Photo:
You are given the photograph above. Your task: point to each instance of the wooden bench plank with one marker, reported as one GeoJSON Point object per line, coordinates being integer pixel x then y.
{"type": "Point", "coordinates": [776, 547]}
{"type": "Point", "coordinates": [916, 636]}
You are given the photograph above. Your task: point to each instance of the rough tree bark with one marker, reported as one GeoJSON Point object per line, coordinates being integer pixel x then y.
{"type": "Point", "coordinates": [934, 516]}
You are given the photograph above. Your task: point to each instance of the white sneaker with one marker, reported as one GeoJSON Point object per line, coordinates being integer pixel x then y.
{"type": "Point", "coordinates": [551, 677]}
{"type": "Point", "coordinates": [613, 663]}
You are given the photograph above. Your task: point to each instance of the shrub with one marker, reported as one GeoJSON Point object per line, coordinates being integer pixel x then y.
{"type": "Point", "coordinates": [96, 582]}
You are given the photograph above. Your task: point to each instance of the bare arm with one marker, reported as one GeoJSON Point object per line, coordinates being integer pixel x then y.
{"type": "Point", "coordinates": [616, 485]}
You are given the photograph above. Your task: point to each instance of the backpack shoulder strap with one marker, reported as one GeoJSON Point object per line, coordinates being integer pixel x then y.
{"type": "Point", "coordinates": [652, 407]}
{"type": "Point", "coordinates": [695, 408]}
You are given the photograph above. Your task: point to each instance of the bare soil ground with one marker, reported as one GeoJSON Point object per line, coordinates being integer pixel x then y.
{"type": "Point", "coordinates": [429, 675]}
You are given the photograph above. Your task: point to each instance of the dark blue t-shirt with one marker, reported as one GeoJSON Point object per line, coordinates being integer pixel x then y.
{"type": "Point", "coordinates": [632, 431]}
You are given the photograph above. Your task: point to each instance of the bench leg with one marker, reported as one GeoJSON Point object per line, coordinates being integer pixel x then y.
· · ·
**Problem to solve**
Beginning at the line that contains "the bare arm" and ending at the last line above, copy each line without any change.

**Written solution**
You are given the photograph above. Your task: point to each instance of the bare arm with one marker, reported as one GeoJSON Point object per line, coordinates being integer pixel x then y.
{"type": "Point", "coordinates": [616, 485]}
You are given the photograph above. Your task: point to each instance of the backpack shoulder strap with one marker, reported as one GeoJSON Point object per line, coordinates being integer pixel x then y.
{"type": "Point", "coordinates": [652, 407]}
{"type": "Point", "coordinates": [695, 408]}
You are given the photograph above. Your task: point to each instance of the bare soil ground with one marker, reported as one GeoJSON Point object per line, coordinates being integer pixel x then y.
{"type": "Point", "coordinates": [429, 675]}
You are given the photograph above. Your task: point to each instance of the dark blue t-shirt with one marker, reported as one GeoJSON Point object per line, coordinates being integer pixel x then y.
{"type": "Point", "coordinates": [632, 431]}
You are given the photograph above. Your task: point to each instance of the bench leg with one marker, reported as one GeoJSON Point object per line, coordinates being integer pixel x then y.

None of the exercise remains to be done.